__Given request__: Return each line in the entries below that contains the word "hoodie", copied word for word.

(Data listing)
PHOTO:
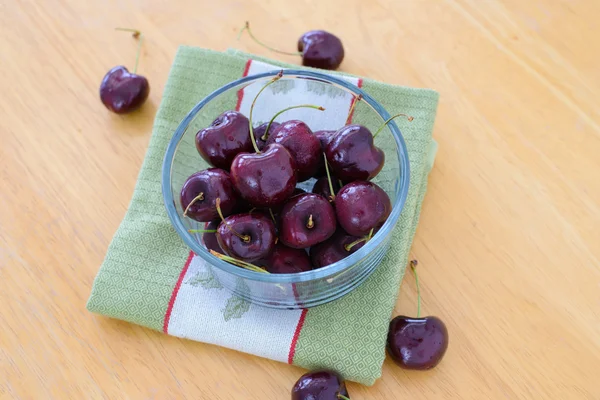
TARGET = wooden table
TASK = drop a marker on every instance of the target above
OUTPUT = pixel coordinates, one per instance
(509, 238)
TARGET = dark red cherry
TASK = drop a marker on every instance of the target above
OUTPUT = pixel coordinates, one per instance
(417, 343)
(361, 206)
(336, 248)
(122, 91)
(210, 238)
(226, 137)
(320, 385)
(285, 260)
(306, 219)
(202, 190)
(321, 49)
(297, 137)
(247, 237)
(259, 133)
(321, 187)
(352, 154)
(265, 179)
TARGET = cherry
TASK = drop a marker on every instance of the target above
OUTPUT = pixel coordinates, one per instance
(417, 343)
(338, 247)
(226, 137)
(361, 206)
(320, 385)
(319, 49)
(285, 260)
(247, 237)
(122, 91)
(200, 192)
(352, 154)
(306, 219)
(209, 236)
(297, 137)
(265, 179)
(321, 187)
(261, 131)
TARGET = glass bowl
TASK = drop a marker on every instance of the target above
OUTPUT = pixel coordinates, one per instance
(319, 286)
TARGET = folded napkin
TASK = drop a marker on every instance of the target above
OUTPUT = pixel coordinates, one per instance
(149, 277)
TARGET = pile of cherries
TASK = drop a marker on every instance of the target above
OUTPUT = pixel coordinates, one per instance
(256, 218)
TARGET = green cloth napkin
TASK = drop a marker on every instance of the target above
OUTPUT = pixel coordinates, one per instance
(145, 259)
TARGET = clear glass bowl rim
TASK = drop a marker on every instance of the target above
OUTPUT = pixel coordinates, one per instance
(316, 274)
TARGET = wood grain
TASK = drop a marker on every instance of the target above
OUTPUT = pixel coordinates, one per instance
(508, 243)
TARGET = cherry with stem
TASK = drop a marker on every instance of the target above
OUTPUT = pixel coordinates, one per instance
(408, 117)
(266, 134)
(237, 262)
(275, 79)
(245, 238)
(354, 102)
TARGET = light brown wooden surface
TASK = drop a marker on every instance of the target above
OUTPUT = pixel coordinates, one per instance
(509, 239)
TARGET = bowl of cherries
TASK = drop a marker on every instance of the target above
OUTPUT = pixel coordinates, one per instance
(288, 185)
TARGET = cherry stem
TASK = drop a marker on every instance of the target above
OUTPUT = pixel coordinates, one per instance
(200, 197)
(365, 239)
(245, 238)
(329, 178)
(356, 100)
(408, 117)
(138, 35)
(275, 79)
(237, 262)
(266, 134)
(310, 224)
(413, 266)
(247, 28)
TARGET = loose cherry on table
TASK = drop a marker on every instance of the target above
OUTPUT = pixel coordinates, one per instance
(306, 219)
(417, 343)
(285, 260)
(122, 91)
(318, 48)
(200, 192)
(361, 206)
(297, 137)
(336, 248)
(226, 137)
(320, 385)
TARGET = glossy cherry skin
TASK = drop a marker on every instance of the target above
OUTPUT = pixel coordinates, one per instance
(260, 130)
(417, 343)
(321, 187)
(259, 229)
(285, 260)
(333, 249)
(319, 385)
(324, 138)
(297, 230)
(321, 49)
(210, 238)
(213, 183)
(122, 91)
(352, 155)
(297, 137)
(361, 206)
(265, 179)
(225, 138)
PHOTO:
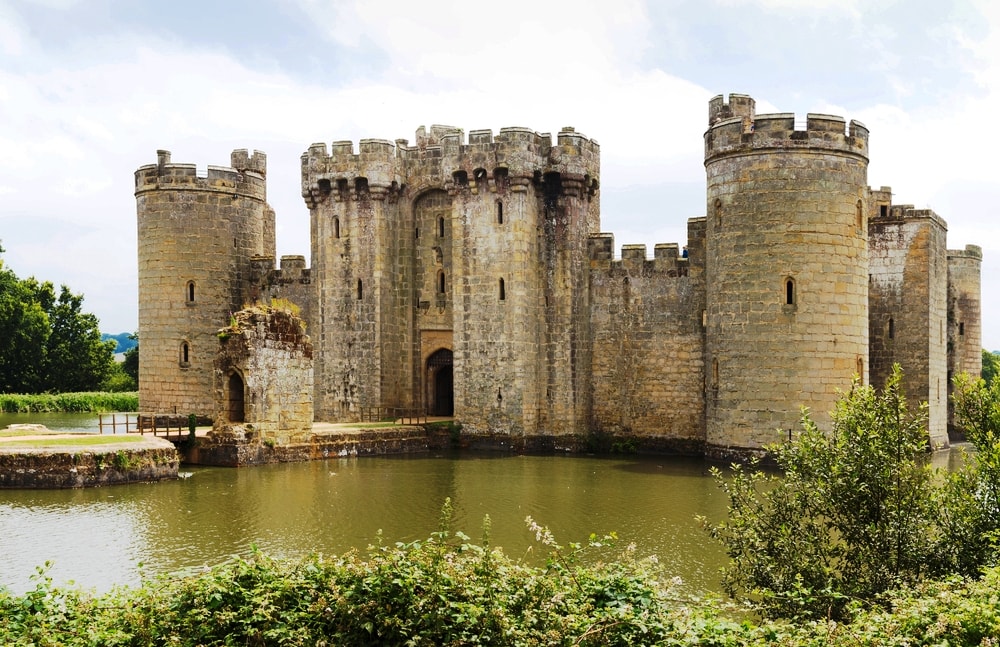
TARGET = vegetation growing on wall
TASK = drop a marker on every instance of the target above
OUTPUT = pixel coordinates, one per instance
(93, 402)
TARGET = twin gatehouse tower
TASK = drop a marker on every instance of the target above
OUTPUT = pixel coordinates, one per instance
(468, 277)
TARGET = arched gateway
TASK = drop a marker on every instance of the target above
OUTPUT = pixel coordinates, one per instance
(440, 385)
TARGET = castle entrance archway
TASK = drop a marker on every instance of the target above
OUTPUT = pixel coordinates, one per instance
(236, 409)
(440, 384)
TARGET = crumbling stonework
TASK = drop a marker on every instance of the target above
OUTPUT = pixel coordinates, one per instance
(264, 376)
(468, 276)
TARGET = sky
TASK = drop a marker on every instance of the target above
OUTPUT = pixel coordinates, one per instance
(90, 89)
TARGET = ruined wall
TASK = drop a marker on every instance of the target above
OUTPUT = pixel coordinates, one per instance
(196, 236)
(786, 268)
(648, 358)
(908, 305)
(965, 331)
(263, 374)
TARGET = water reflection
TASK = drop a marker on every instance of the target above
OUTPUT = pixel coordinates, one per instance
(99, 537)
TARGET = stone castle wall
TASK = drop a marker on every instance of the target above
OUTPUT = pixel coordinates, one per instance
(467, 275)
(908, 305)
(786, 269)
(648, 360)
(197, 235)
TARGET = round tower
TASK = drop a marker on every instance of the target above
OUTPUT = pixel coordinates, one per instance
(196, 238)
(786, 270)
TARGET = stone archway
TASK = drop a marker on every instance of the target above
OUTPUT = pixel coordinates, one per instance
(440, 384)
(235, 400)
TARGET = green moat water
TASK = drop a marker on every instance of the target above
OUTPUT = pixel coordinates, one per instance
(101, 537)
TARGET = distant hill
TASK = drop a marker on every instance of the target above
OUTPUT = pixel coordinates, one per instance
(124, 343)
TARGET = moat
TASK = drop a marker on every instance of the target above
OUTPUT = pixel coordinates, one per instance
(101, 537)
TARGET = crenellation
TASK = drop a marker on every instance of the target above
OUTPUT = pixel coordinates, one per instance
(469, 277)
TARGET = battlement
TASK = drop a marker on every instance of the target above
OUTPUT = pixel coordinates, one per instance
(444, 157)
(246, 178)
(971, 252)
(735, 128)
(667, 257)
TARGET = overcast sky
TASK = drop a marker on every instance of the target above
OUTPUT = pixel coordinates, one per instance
==
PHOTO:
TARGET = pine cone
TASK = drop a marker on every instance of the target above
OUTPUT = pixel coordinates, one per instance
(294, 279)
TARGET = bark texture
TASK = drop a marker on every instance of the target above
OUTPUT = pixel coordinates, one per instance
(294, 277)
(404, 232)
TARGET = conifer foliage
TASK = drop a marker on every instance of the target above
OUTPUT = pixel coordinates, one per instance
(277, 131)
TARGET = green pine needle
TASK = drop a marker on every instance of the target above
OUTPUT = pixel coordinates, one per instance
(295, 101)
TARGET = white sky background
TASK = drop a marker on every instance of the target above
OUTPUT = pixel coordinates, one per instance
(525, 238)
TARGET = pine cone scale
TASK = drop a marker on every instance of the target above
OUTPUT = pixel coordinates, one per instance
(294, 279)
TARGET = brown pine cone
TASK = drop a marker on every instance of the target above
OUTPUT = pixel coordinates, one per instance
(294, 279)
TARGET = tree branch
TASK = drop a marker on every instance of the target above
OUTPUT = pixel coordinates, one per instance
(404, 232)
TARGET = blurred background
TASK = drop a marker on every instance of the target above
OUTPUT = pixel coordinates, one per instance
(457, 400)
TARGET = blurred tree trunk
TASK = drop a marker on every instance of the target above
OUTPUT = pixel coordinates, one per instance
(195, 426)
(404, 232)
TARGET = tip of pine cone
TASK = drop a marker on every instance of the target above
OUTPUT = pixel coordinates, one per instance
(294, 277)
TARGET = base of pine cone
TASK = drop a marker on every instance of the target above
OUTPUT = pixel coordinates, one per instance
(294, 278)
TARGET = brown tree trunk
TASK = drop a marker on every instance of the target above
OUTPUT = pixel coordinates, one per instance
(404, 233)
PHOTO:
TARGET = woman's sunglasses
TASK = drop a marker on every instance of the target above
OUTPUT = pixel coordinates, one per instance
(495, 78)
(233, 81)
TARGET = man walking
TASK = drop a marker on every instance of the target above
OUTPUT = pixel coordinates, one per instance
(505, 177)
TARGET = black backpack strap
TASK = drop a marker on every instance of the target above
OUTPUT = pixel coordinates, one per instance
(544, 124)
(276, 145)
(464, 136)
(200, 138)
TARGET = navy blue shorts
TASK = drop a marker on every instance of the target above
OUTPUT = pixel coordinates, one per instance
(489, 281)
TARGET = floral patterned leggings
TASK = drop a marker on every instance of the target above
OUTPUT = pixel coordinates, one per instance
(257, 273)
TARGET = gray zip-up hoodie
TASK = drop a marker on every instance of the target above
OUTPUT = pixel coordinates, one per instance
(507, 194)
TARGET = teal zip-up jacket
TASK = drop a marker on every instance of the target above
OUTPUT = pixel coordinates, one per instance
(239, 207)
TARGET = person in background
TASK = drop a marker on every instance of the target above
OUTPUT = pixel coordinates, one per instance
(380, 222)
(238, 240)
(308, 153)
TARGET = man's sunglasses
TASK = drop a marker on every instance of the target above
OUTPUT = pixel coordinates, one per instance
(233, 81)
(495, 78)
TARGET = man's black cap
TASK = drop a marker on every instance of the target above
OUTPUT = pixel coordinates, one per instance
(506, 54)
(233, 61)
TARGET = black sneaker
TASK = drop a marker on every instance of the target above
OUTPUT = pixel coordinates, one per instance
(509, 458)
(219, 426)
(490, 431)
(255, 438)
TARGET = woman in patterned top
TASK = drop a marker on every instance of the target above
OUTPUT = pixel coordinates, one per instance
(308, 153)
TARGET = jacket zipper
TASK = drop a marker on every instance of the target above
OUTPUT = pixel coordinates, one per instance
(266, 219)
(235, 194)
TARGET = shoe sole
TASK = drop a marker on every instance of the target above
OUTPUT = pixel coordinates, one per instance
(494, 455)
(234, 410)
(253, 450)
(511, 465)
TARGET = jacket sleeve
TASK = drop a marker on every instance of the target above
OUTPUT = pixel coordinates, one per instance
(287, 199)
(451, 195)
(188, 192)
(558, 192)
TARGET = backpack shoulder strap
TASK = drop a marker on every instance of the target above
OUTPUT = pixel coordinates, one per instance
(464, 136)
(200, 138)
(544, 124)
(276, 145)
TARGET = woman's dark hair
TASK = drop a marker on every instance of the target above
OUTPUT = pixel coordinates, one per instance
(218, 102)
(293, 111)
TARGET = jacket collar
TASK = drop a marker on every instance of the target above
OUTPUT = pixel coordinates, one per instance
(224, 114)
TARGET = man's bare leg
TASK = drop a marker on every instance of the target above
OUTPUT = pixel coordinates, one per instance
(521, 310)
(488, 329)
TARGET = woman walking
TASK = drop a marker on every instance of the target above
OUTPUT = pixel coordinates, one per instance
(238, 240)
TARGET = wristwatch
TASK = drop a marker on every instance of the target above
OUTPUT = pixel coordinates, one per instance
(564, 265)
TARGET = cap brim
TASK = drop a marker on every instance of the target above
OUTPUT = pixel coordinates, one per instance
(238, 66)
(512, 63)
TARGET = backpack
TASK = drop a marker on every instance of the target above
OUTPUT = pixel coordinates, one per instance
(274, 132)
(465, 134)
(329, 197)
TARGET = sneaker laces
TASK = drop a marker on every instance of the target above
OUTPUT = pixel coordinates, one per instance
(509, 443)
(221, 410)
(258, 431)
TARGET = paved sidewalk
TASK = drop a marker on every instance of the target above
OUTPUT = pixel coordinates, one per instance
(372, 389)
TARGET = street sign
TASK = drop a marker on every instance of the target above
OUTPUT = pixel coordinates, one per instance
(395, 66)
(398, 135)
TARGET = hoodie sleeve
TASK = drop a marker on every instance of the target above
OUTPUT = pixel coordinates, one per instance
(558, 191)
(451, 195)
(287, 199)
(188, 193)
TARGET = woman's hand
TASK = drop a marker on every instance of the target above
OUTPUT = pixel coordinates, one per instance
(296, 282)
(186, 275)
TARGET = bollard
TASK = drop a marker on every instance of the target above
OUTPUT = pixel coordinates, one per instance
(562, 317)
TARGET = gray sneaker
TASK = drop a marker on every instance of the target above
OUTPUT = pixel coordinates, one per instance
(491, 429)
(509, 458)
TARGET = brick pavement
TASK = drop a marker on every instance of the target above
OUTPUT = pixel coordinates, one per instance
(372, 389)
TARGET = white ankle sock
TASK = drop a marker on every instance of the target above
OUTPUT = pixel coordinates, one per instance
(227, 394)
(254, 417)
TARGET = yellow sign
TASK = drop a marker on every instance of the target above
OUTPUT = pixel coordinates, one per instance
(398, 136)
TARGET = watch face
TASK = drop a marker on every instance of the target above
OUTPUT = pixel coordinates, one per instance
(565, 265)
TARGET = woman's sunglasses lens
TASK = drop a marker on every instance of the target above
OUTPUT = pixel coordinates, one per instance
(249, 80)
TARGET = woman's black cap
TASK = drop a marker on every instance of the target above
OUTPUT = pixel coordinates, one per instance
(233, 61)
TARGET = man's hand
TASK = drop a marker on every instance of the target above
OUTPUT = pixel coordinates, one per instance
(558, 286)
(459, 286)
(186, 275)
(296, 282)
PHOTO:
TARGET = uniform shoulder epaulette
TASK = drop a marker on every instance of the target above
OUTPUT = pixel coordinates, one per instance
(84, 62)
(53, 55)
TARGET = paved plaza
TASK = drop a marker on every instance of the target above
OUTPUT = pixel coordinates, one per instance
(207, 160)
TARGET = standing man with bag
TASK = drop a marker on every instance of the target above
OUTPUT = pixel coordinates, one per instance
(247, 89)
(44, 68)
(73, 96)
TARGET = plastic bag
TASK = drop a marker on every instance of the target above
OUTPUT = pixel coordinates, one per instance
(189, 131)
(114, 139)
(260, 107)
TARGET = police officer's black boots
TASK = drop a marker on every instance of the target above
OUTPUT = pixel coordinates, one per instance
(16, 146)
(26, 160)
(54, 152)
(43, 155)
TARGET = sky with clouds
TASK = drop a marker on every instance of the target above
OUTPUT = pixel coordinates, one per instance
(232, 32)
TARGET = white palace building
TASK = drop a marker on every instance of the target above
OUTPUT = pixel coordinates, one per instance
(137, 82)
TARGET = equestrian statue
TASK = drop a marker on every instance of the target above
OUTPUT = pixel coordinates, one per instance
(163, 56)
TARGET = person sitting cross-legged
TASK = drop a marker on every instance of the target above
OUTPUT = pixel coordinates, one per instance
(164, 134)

__Output below__:
TARGET = gray zip-up hoodie
TARGET = hoodie sleeve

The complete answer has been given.